#### Provided data:
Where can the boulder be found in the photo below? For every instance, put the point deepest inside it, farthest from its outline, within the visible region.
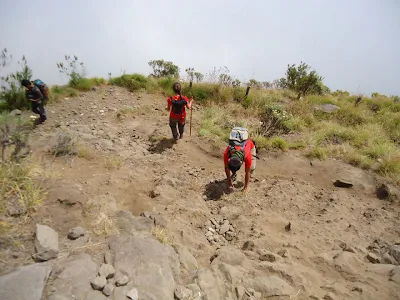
(152, 267)
(272, 286)
(46, 243)
(106, 271)
(72, 276)
(25, 283)
(229, 256)
(76, 232)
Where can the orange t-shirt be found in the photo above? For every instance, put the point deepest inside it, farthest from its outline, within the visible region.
(247, 154)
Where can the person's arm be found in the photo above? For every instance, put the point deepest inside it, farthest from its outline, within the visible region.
(169, 103)
(189, 104)
(228, 176)
(37, 95)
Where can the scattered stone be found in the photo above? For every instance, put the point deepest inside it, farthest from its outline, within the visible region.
(388, 259)
(152, 266)
(15, 112)
(395, 275)
(76, 232)
(284, 253)
(108, 289)
(224, 228)
(106, 271)
(133, 294)
(94, 295)
(329, 296)
(268, 256)
(183, 293)
(343, 184)
(121, 279)
(46, 243)
(108, 258)
(27, 282)
(372, 258)
(395, 252)
(248, 245)
(71, 276)
(387, 192)
(98, 283)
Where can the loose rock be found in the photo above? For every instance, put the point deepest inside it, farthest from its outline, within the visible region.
(372, 258)
(248, 245)
(133, 294)
(46, 243)
(98, 283)
(106, 271)
(108, 289)
(27, 282)
(76, 232)
(121, 279)
(343, 184)
(182, 293)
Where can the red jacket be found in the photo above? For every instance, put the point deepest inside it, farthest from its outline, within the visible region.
(172, 113)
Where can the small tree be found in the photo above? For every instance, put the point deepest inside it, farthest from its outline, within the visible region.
(199, 77)
(163, 68)
(11, 90)
(236, 82)
(302, 80)
(225, 79)
(74, 69)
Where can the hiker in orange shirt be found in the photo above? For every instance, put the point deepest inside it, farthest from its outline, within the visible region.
(176, 106)
(241, 150)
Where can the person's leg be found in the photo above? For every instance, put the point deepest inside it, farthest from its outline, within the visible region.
(253, 160)
(172, 124)
(42, 112)
(181, 127)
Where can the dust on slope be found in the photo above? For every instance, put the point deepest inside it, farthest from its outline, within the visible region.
(132, 165)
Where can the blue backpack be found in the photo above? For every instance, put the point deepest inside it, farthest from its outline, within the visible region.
(42, 87)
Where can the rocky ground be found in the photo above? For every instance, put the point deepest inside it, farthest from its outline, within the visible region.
(133, 216)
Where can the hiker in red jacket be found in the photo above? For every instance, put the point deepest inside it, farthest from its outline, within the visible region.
(176, 106)
(241, 149)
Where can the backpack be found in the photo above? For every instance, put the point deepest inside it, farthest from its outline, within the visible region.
(42, 87)
(237, 141)
(178, 105)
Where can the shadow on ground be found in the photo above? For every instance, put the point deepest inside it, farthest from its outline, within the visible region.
(216, 189)
(162, 145)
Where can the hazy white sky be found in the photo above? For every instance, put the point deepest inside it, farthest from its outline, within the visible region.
(352, 43)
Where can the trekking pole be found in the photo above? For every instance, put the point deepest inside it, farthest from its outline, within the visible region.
(191, 111)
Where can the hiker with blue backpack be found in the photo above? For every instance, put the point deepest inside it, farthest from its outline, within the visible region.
(176, 106)
(37, 94)
(241, 149)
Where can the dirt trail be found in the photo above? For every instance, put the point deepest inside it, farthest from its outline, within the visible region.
(129, 171)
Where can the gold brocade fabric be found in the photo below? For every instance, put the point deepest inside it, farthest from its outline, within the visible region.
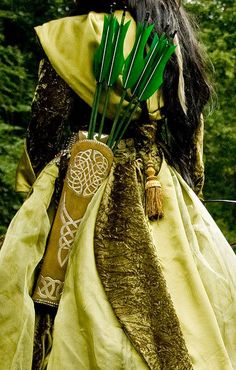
(131, 274)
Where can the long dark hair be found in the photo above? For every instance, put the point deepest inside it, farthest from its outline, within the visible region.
(181, 124)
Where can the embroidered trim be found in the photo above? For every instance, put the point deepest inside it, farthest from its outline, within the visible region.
(87, 171)
(49, 288)
(67, 234)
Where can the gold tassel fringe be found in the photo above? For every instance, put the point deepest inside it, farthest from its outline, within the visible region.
(154, 194)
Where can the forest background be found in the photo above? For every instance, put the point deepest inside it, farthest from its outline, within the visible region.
(19, 58)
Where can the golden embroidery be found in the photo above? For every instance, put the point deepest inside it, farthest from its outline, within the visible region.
(49, 288)
(86, 173)
(67, 234)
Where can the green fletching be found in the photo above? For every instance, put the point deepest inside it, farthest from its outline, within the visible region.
(100, 50)
(103, 55)
(135, 61)
(155, 79)
(118, 59)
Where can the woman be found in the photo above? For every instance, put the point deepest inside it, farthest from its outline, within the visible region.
(138, 293)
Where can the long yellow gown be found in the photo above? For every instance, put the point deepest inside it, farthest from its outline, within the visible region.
(198, 265)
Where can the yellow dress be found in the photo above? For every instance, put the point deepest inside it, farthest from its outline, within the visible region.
(198, 265)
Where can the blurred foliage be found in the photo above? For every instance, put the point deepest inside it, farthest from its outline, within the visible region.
(19, 56)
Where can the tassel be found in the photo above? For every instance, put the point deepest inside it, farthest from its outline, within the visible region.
(154, 194)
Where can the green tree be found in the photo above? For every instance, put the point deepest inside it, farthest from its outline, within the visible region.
(218, 33)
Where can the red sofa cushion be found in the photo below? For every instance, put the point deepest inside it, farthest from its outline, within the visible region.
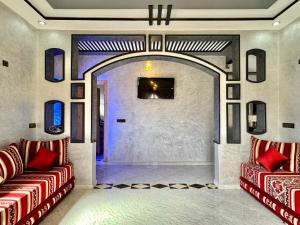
(24, 193)
(281, 185)
(30, 148)
(43, 160)
(11, 163)
(290, 150)
(272, 159)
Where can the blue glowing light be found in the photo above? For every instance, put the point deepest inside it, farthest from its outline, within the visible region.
(57, 110)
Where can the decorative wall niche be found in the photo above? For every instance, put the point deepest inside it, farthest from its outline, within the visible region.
(54, 117)
(256, 117)
(55, 65)
(77, 122)
(256, 65)
(77, 91)
(233, 91)
(155, 42)
(233, 123)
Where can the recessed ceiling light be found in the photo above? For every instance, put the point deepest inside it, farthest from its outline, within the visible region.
(42, 23)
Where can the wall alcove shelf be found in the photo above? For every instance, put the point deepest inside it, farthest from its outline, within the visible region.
(54, 65)
(54, 117)
(256, 65)
(256, 117)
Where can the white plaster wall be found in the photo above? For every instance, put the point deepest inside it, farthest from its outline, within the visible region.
(289, 81)
(18, 46)
(159, 130)
(229, 156)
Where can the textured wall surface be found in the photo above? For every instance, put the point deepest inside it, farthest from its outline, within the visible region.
(289, 81)
(159, 130)
(229, 156)
(18, 46)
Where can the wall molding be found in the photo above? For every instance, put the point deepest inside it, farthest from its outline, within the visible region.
(167, 20)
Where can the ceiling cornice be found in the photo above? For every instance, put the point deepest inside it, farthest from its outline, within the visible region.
(170, 19)
(138, 20)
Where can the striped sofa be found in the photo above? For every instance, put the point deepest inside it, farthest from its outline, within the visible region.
(29, 195)
(279, 190)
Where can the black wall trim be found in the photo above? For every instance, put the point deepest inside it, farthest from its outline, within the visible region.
(159, 14)
(165, 19)
(150, 8)
(168, 17)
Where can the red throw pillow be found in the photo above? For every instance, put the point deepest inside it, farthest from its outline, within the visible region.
(272, 159)
(43, 160)
(11, 163)
(28, 150)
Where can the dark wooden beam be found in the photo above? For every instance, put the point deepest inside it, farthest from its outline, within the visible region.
(159, 14)
(169, 9)
(150, 7)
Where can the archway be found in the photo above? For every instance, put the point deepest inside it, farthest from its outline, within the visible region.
(219, 77)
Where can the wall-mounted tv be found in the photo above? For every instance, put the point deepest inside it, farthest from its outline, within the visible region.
(155, 88)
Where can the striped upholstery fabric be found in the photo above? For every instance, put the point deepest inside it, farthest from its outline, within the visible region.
(290, 150)
(10, 163)
(30, 148)
(24, 193)
(281, 185)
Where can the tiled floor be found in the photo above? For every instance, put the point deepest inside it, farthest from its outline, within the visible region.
(154, 174)
(159, 206)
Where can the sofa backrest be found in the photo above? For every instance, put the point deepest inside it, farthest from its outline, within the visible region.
(290, 150)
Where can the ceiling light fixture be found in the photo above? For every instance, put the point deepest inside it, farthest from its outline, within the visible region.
(41, 22)
(148, 65)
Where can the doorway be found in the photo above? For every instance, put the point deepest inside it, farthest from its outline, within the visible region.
(101, 146)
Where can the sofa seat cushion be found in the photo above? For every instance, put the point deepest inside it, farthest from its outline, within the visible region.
(21, 195)
(11, 163)
(281, 185)
(290, 150)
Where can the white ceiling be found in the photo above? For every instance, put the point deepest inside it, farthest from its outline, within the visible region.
(178, 4)
(80, 19)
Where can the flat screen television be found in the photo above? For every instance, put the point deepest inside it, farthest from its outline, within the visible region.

#### About this task:
Exactly the lines from the one containing "Where can the archway" through the end of the listing should be reproduced, both ends included and nothing more.

#### Result:
Where can the archway be found in the photo above? For every instance, put the point deepest inside it, farthest from its outline, within the visible region.
(219, 77)
Where can the wall-mounted tv be found in the photo above? For every instance, put the point deepest inside it, farthest from its outline, within the visible region.
(155, 88)
Where can the striped upholstery fabric be found in the photo above? For every instance, put the point deepest inside it, farthest from its outline, within the visible region.
(290, 150)
(10, 163)
(30, 148)
(24, 193)
(281, 185)
Where can the tiled floor be found in the photo above? For every instance, put the point deepest inside it, farthest from its outline, within the visible region.
(154, 174)
(159, 206)
Where can the sofa backrest be found in the photo above? For every instance, put the point deepest inside it, farthest from its outline, within the visible region.
(290, 150)
Where can the ceiling light fixture be found in the photo above? For every instance, put the point deepest inside it, farthest from its outline, within the visible region.
(41, 22)
(148, 65)
Where can the doorway be found in the photo above? For every instance, put the point deepest inside it, farthest from its outline, within the visible region.
(101, 146)
Where can the sofa seat cushion be found in the photo above? For every instance, put the point deepest inside it, farthest from its outline, within the visible region.
(21, 195)
(11, 163)
(281, 185)
(290, 150)
Where can the white ceiling be found in the photo above? For every instance, put the point deepest inside it, farthest from its outline, within the visible region.
(178, 4)
(80, 19)
Where can the flat screen television be found in the photo above? For every instance, put the point deepest inside it, farthest from its outline, within the visible region.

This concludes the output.